# cognate accusative / מושא פנימי



## zaw

Hi,

Someone wrote that in Jonah 1:16 (see below) we have a cognate accusative. What does that mean and what is its function?

וייראו האנשים יראה גדולה את־יהוה ויזבחו־זבח ליהוה וידרו נדרים
Then the men feared the LORD greatly, and they offered a sacrifice to the LORD and made vows.

How does one usually translate it? Actually, I don't see it in the translation.

Toda raba


----------



## radagasty

The cognate accusative is a form of _figura etymologica_, whereby a verb (that may not usually take an object) has as an object a noun that is cognate to it. This is less common in English, but it does exist, _e.g._, ‘He died a slow and painful death.’, where _to die_ is normally intransitive.

*וייראו* האנשים *יראה גדולה* את־יהוה
And the men *feared* the Lord *a great fear*.

Here, יראה גדולה ‘a great fear’ is a cognate accusative, added to a clause where the verb וייראו already has a direct object את־יהוה. However, _to fear a great fear_ sounds strange in English, so it is translated instead as an adverb _greatly_.

This cognate accusative (المفعول المطلق) is common in Arabic, _e.g._, أكرمني إكراما عظيما.

◆ **Given problem a**
Switch every "instance" in the records to "region", keep everything else the same, and leave the pictures out.
The text and the records are unrelated to each other.

◆ **Provided information**
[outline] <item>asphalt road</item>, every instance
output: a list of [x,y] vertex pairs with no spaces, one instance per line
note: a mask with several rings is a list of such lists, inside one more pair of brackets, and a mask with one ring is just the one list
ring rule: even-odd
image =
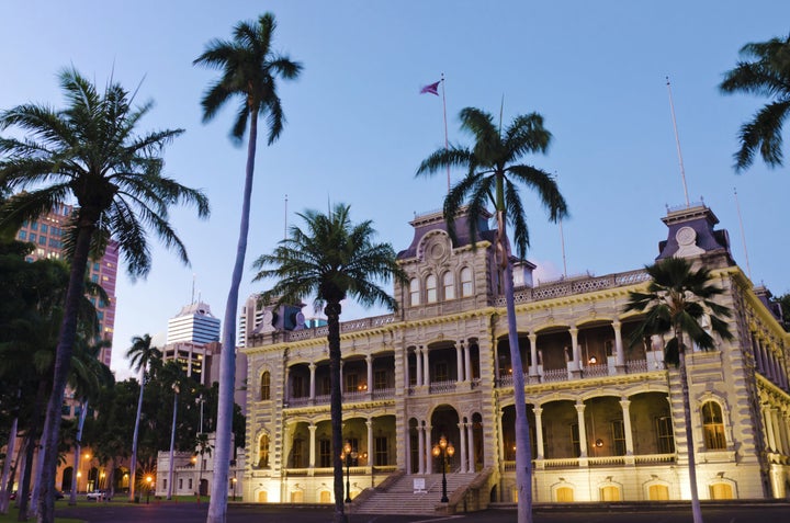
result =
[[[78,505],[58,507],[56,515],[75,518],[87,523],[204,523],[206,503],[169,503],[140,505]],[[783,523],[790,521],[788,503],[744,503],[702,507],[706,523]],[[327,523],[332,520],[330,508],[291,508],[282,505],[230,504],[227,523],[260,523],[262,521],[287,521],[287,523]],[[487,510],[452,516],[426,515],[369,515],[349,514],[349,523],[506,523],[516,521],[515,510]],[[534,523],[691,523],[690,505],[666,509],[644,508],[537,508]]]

◆ **Given problem b**
Proceed with the forum thread on the Hebrew cognate accusative from the point where it stops.

◆ **Exercise result a**
[outline] <item>asphalt road</item>, every region
output: a list of [x,y] vertex pairs with no spaces, one region per line
note: a mask with several rings is a list of such lists, inside one more pair of brackets, and a mask with one ring is just the one list
ring rule: even-odd
image =
result =
[[[78,505],[58,507],[56,515],[75,518],[87,523],[204,523],[206,503],[169,503],[140,505]],[[783,523],[790,521],[788,503],[744,503],[702,507],[706,523]],[[327,523],[332,520],[330,508],[291,508],[282,505],[230,504],[227,523],[260,523],[262,521],[287,521],[287,523]],[[487,510],[452,516],[426,515],[369,515],[349,514],[349,523],[506,523],[516,521],[515,510]],[[534,523],[691,523],[690,505],[666,509],[644,508],[537,508]]]

◆ **Exercise result b**
----------



## elroy

This is المفعول المطلق in Arabic.

The most widespread Arabic translation of this verse uses the same construction:

*فخاف* الرجال من الرب *خوفًا *عظيمًا وذبحوا ذبيحة للرب ونذروا نذورًا


----------



## radagasty

By the way, the second half of the verse contains another two examples of cognate accusatives.

ויזבחו־זבח ליהוה וידרו נדרים
And they *sacrificed* a *sacrifice* to the Lord, and they *vowed* *vows*.

Here, ויזבחו is cognate to its object זבח, and וידרו to נדרים. English eschews repetition of this sort, so the translation ends up being _offered a sacrifice_ and _made vows_.


----------



## elroy

Are you sure those are the same construction?  At least in Arabic, I don't think ذبيحة or نذورًا are cognate accusatives.  I think they're direct objects (مفعول به) that are simply derived from the same root as the verb.  I believe the cognate accusative / المفعول المطلق has to be a مصدر (the equivalent of the שם פעולה in Hebrew), i.e. ذبحوا ذبحًا / نذروا نذرًا.


----------



## radagasty

Hmm... you may have a point. I’ll have to give it some thought. You’re certainly correct from the point of view of Arabic, where the المفعول المطلق does have to be a مصدر.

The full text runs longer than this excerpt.